[Data extracted from a collection]
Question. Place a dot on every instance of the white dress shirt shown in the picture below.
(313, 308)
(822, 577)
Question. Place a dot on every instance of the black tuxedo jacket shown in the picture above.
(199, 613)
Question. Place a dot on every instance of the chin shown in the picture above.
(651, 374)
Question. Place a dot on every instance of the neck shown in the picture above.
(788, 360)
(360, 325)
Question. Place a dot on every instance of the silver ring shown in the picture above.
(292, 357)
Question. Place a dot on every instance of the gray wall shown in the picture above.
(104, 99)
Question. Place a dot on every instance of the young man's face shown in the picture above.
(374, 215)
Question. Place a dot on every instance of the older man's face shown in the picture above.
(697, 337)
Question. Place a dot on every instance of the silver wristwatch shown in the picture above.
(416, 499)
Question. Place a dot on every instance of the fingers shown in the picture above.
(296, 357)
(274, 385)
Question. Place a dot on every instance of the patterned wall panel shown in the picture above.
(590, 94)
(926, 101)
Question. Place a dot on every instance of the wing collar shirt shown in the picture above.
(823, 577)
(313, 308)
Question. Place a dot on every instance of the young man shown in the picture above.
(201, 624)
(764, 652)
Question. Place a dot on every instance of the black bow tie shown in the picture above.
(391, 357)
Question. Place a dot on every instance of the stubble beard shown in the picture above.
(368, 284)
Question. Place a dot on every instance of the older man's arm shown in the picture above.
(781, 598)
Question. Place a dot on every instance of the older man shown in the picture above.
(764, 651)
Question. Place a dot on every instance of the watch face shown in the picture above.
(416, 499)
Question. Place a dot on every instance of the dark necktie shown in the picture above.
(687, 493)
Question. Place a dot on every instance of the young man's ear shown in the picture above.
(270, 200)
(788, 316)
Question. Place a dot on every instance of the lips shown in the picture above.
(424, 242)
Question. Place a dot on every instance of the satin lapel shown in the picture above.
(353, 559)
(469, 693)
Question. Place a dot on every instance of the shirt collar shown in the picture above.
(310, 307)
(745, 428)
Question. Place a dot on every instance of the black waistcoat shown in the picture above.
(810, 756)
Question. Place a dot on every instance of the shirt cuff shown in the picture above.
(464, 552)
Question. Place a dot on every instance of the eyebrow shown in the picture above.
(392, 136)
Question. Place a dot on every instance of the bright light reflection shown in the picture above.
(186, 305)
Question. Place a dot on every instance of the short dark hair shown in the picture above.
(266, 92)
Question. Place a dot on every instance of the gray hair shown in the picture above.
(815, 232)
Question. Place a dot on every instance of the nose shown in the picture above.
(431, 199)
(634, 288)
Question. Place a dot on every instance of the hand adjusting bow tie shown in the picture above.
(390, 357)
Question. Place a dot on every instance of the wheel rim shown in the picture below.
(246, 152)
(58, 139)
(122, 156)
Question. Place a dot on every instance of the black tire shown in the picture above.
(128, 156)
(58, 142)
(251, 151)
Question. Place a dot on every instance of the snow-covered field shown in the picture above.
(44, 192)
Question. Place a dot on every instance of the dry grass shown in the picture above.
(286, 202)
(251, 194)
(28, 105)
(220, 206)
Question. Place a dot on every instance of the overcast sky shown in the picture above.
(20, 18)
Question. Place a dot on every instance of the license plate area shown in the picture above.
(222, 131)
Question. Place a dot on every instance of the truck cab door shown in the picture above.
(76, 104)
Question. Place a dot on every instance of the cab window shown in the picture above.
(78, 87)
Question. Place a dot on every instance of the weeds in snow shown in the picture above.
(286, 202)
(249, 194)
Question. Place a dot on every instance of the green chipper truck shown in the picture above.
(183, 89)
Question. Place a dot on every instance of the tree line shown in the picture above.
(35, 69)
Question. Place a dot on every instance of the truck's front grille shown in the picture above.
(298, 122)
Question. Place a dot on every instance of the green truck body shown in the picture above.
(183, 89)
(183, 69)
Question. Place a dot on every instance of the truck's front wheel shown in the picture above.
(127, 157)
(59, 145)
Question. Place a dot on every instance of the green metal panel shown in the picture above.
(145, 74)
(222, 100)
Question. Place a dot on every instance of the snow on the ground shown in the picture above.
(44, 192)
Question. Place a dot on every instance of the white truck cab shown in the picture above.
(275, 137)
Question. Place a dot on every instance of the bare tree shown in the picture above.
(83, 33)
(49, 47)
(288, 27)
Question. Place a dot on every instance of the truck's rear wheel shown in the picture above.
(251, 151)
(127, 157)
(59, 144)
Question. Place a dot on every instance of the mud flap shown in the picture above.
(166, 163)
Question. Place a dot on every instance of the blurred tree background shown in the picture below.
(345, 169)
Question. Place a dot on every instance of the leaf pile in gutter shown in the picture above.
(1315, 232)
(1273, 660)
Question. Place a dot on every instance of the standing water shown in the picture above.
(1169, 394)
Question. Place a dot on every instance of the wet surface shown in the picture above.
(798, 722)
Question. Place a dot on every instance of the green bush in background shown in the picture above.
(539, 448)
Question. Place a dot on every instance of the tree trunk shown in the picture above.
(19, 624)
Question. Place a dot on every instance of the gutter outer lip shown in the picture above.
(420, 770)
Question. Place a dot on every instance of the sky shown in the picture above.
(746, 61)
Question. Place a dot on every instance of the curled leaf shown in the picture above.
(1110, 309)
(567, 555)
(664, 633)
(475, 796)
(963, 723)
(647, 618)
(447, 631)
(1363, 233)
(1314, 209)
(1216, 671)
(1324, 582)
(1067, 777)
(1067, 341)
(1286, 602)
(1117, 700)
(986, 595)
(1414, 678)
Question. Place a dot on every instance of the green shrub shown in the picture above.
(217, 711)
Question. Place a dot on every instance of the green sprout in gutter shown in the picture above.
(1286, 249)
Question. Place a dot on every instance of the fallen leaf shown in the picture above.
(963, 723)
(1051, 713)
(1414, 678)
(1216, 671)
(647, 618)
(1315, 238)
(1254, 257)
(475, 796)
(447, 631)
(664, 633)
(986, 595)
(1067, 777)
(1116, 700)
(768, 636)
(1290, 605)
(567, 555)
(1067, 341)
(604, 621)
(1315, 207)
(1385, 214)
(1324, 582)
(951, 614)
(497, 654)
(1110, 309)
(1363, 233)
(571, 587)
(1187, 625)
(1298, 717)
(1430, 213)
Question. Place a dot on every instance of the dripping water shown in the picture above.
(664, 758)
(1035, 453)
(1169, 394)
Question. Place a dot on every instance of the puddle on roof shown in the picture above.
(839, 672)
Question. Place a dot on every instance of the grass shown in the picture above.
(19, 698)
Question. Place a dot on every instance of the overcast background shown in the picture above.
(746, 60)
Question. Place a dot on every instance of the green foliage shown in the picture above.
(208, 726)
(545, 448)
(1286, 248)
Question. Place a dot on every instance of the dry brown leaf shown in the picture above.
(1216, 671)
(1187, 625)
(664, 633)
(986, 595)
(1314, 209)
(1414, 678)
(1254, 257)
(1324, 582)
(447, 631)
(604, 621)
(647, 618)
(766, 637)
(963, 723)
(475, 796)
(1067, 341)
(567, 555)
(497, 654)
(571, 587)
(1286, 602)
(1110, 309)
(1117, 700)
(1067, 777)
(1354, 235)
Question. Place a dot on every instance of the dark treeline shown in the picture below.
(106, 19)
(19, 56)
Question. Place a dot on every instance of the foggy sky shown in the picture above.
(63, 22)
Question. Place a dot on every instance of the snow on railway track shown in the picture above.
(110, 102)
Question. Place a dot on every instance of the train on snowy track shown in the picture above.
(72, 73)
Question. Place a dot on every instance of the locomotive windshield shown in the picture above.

PROBLEM DETAILS: Reproduce all of the entries word for word. Omit nothing.

EXERCISE RESPONSE:
Question. Place a dot on every instance of the white dress shirt shown in the picture below.
(313, 308)
(822, 577)
Question. Place a dot on every instance of the black tuxedo jacket shown in the picture above.
(199, 613)
Question. Place a dot on every instance of the chin shown in the picture above.
(651, 374)
Question. Place a dot on every instance of the neck shown in the picture above.
(788, 360)
(360, 325)
Question. Place a dot on every instance of the silver ring shown in the picture above.
(292, 357)
Question. Place a dot on every instance of the gray wall shown in the picture above.
(104, 99)
Question. Place a dot on every instance of the young man's face shown in the picture above.
(374, 215)
Question. Place a dot on every instance of the older man's face shown in the picture above.
(697, 337)
Question. Place a dot on every instance of the silver wristwatch shown in the picture above.
(416, 499)
Question. Place a dot on every instance of the fingers shown in the picture above.
(296, 357)
(274, 385)
Question. Place a dot on every instance of the patterned wall panel shown in the picture above.
(590, 94)
(926, 101)
Question. Place a dot on every instance of the wing collar shirt shown in the picture above.
(823, 577)
(313, 308)
Question. Place a dot on every instance of the young man shown in the picture above.
(201, 624)
(764, 652)
Question. Place a dot on every instance of the black bow tie shown in the picture above.
(391, 357)
Question. Place a dot on every instance of the stubble beard shown in the picture above.
(368, 284)
Question. Place a dot on every instance of the older man's arm shown in the picture above.
(781, 598)
Question. Place a dot on every instance of the older man shown in the picture above.
(764, 651)
Question. Place a dot on every instance of the watch face shown in the picture above.
(416, 499)
Question. Place a dot on every instance of the dark necktie shown in the picture above.
(687, 493)
Question. Place a dot on every instance of the young man's ear shown in the picture above.
(270, 200)
(788, 316)
Question. Place a dot on every instance of the lips shown in the picture above.
(424, 242)
Question. Place a dot on every instance of the satin lapel shown in the picture above.
(353, 559)
(469, 693)
Question. Place a dot on every instance of the shirt collar shown in the picture above.
(310, 307)
(745, 428)
Question. Place a dot on every instance of the black waistcoat shown in the picture above.
(810, 756)
Question. Place a dot on every instance of the shirt cuff shown in the picture above.
(464, 552)
Question. Place a dot on every instance of the eyebrow shown in the picture above.
(392, 136)
Question. Place a dot on every instance of the bright light reflection shown in the picture above.
(186, 305)
Question. Place a dot on every instance of the short dark hair shown in the picture above.
(266, 92)
Question. Place a dot on every instance of the gray hair shown in the picture above.
(815, 232)
Question. Place a dot on every instance of the nose shown in the picture above.
(431, 199)
(634, 288)
Question. Place a dot on every instance of the hand adjusting bow tie shown in the picture above.
(390, 357)
Question. Place a dot on every instance of the wheel rim shown in the picture below.
(246, 152)
(58, 139)
(122, 156)
Question. Place a dot on every instance of the black tire shown in the picture above.
(128, 156)
(58, 142)
(251, 151)
Question. Place a dot on every instance of the snow-covered field shown in the picture above.
(44, 192)
Question. Place a dot on every instance of the dry grass shown in the picture above.
(286, 202)
(251, 194)
(28, 105)
(220, 206)
Question. Place a dot on every instance of the overcast sky shown in the picture above.
(20, 18)
Question. Place a dot on every instance of the license plate area shown in the picture above.
(222, 131)
Question. Place a dot on every instance of the truck cab door shown in the picture above.
(76, 104)
Question. Place a dot on every instance of the cab window shown in the picture above.
(78, 87)
Question. Place a dot on every instance of the weeds in snow shown in the picture above.
(286, 202)
(249, 194)
Question. Place a dot on every instance of the green chipper truck shown in the picture above.
(183, 89)
Question. Place a dot on every instance of the tree line shown in the picture above.
(35, 69)
Question. Place a dot on every instance of the truck's front grille shown in the picture above.
(298, 122)
Question. Place a dot on every instance of the green truck body shown in the picture above.
(183, 89)
(183, 69)
Question. Place a dot on every instance of the truck's front wheel shown in the picture above.
(127, 157)
(59, 145)
Question. Place a dot on every instance of the green metal panel shown in the picture above.
(145, 74)
(222, 100)
Question. Place a dot on every instance of the snow on the ground shown in the picture above.
(44, 192)
Question. Place a dot on every instance of the white truck cab shown in the picture above.
(275, 137)
Question. Place a dot on every instance of the bare tree shown in the picture above.
(83, 33)
(49, 47)
(288, 27)
Question. Place a dot on every instance of the truck's rear wheel shown in the picture above.
(251, 151)
(127, 157)
(59, 144)
Question. Place a dot on every instance of the mud flap shown in the picture above.
(166, 163)
Question. Place a dot on every instance of the blurred tree background shown in the picture below.
(345, 169)
Question. Place a dot on every instance of the leaf pile in gutter shown in the picture above.
(1315, 232)
(1273, 660)
Question. Place a dot on every instance of the standing water shown in the picture above.
(1169, 394)
Question. Place a dot on every instance of the wet surface shown in the picture above.
(798, 722)
Question. Place a dot on every instance of the green bush in background shown in the picture above.
(539, 448)
Question. Place a dot on every instance of the tree trunk shown in the picture above.
(19, 624)
Question. Place a dot on every instance of the gutter outer lip shown in the picture above.
(420, 770)
Question. Place a dot on every instance of the sky shown in the picture above.
(746, 61)
Question. Place a dot on every instance of the curled leaf shown in the picture above.
(1110, 309)
(567, 555)
(664, 633)
(475, 796)
(963, 723)
(647, 618)
(447, 631)
(1363, 233)
(1314, 209)
(1216, 671)
(1324, 582)
(1067, 777)
(1067, 341)
(1286, 602)
(1117, 700)
(986, 595)
(1414, 678)
Question. Place a dot on every instance of the green shrub shown in the picture above.
(217, 711)
Question. Place a dot on every instance of the green sprout in gutter shown in the picture above.
(1286, 249)
Question. Place a dot on every instance of the fallen leaf shown in the picture above.
(963, 723)
(1051, 713)
(1414, 678)
(1216, 671)
(647, 618)
(1315, 238)
(1254, 257)
(475, 796)
(447, 631)
(664, 633)
(986, 595)
(1067, 777)
(1116, 700)
(768, 636)
(1290, 605)
(567, 555)
(1067, 341)
(604, 621)
(1315, 207)
(1385, 214)
(1324, 582)
(951, 614)
(497, 654)
(1110, 309)
(1363, 233)
(571, 587)
(1187, 625)
(1298, 717)
(1430, 213)
Question. Place a dot on every instance of the dripping water shown in the picture above.
(664, 758)
(1035, 453)
(1169, 394)
Question. Place a dot on every instance of the puddle on roof shown in the picture above.
(839, 672)
Question. Place a dot on every instance of the grass shown in the picture above.
(19, 698)
Question. Place a dot on every instance of the overcast background shown in the picture above.
(746, 60)
Question. Place a dot on every instance of the green foliage shown in the picture above.
(208, 726)
(545, 448)
(1286, 248)
Question. Place a dot on every instance of the dry brown leaf shown in the picture above.
(1216, 671)
(1187, 625)
(664, 633)
(986, 595)
(1314, 209)
(1414, 678)
(1254, 257)
(1324, 582)
(447, 631)
(604, 621)
(647, 618)
(766, 637)
(963, 723)
(475, 796)
(1067, 341)
(567, 555)
(497, 654)
(571, 587)
(1286, 602)
(1110, 309)
(1117, 700)
(1067, 777)
(1354, 235)
Question. Place a dot on every instance of the dark treeline shown in the picture below.
(106, 19)
(19, 56)
Question. Place a dot on every instance of the foggy sky shown in the picture above.
(63, 22)
Question. Place a dot on every instance of the snow on railway track shown in the picture above.
(110, 102)
Question. Place a dot on every instance of the train on snowy track shown in the picture above.
(72, 73)
Question. Place a dot on every instance of the locomotive windshield shown in the picture above.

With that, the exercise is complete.